Each entry should be quoted word for word, including every mark of punctuation.

The input:

╔══

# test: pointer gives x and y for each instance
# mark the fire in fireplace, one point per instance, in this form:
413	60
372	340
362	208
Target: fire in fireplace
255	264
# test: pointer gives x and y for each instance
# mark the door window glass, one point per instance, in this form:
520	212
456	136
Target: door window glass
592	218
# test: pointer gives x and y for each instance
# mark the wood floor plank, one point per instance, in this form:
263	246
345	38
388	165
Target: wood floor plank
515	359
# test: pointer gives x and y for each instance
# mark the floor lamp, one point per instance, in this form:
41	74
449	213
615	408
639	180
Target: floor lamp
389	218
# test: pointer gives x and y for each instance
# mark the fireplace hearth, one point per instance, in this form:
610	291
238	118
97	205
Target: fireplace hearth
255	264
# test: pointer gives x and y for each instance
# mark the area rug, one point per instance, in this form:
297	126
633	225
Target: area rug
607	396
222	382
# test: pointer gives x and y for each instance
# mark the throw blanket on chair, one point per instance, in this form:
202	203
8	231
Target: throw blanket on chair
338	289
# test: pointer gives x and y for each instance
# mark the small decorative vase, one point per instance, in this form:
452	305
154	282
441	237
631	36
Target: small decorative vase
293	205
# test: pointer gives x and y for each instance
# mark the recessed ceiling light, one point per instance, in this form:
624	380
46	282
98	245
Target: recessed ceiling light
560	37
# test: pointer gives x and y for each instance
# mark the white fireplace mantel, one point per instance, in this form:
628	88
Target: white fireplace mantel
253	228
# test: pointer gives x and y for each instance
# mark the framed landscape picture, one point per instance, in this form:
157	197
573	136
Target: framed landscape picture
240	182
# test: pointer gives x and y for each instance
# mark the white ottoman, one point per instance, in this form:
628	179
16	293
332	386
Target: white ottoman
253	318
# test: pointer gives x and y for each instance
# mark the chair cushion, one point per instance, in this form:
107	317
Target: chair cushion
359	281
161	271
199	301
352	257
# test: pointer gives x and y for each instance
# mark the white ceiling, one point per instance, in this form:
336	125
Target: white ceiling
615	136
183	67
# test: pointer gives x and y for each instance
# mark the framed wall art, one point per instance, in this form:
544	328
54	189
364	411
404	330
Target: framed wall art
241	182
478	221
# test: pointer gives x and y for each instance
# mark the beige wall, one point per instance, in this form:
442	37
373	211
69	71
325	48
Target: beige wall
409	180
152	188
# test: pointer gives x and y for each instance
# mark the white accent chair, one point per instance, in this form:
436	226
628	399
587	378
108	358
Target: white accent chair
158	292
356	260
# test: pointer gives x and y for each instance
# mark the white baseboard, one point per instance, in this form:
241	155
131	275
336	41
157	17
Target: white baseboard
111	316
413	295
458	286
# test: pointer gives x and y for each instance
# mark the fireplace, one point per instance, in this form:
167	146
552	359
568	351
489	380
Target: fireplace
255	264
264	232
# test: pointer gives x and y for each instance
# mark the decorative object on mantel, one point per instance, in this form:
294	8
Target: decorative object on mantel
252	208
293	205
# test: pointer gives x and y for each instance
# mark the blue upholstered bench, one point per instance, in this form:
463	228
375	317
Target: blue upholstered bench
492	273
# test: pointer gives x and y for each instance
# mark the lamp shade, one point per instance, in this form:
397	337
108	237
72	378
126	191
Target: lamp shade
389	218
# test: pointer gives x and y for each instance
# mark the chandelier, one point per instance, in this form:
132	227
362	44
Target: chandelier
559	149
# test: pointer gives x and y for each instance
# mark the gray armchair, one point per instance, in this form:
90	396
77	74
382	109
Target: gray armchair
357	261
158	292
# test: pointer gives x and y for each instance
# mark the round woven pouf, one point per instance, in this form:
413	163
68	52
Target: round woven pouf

╚══

Response:
# test: pointer gives x and y for each instance
# mark the fire in fireplace, one point per instance, in this form:
413	60
372	340
362	208
Target: fire in fireplace
255	264
# test: pointer gives x and y for each instance
# mark the door window glass, one point per instance, in this form:
520	212
456	136
Target: door window glass
592	218
# test: pointer gives x and y for each instance
# mark the wood floor plank, one point per instance, in this form:
263	246
345	38
388	165
Target: wood floor plank
515	359
# test: pointer gives x and y for each instance
# mark the floor lamp, one point per instance, in this form:
41	74
449	213
615	408
639	180
Target: floor lamp
389	218
# test: pointer gives x and y for each instance
# mark the fireplace hearth, one point per instance, in this form:
610	291
238	118
97	205
Target: fireplace hearth
255	264
# test: pointer gives x and y for each instance
# mark the area rug, one point per instance, in this form:
297	126
633	225
Target: area rug
607	396
222	382
# test: pointer gives x and y for each instance
# mark the throw blanket on chair, one point per instance, in this form:
202	203
8	231
Target: throw blanket on chair
338	289
# test: pointer gives x and y for each instance
# mark the small decorative vase, one point per instance, in this form:
452	305
154	282
441	237
631	36
Target: small decorative vase
293	205
# test: pointer gives x and y for each instance
# mark the recessed ceiling light, one point per instance, in this form:
624	380
46	282
98	245
Target: recessed ceiling light
560	37
# test: pointer gives x and y for each instance
# mark the white fireplace mantel, one point per instance, in this form:
628	88
Target: white fireplace mantel
253	228
# test: pointer gives x and y for each instance
# mark the framed landscape picture, one point per instance, in this form:
157	197
573	136
Target: framed landscape picture
240	182
# test: pointer gives x and y for each instance
# mark the white ottoman, one point per instance, in this form:
628	179
16	293
332	386
Target: white ottoman
253	318
# test: pointer gives x and y for each instance
# mark the chair cushion, one point per instance, in this form:
107	317
Target: chair cushion
359	281
161	271
199	301
352	257
# test: pointer gives x and y for each instance
# mark the white ceiling, one point per instance, in this form:
336	125
Target: white ceiling
615	136
183	67
# test: pointer gives x and y for each instance
# mark the framed wall art, one point per instance, in this form:
544	328
54	189
364	411
404	330
Target: framed wall art
241	182
478	221
# test: pointer gives x and y for each instance
# mark the beige wall, one point per instance, in this form:
442	37
373	211
69	71
325	48
Target: beige wall
409	180
152	188
# test: pointer gives x and y for each instance
# mark the white accent chair, one point per instance, in this form:
436	226
628	399
587	378
108	358
Target: white accent chair
158	292
356	260
# test: pointer gives x and y for each instance
# mark the white baseboard, one point per instance, in this form:
241	155
131	275
336	41
157	17
Target: white baseboard
111	316
413	295
458	286
# test: pointer gives x and y for each instance
# mark the fireplace, one point per instance, in this form:
167	146
552	359
568	351
489	380
Target: fireplace
255	264
264	232
# test: pointer gives x and y for each instance
# mark the decorative object on mantel, one point per instance, in this form:
294	8
Target: decorative object on mantel
252	208
293	205
# test: pointer gives x and y for each instance
# mark the blue upholstered bench, one point per instance, in this form:
463	228
375	317
Target: blue upholstered bench
492	273
# test: pointer gives x and y for each instance
# mark the lamp shade, one point per instance, in this form:
397	337
108	237
72	378
126	191
Target: lamp shade
389	218
# test: pointer gives x and y for each instance
# mark the chandelier, one point per instance, in this form:
132	227
362	44
Target: chandelier
559	149
# test: pointer gives x and y for each instance
# mark the gray armchair, one point per instance, in this form:
90	396
77	74
382	109
Target: gray armchair
357	261
158	292
# test: pointer gives x and y for each instance
# mark the round woven pouf, one point per instance, in this form:
413	163
68	52
Target: round woven pouf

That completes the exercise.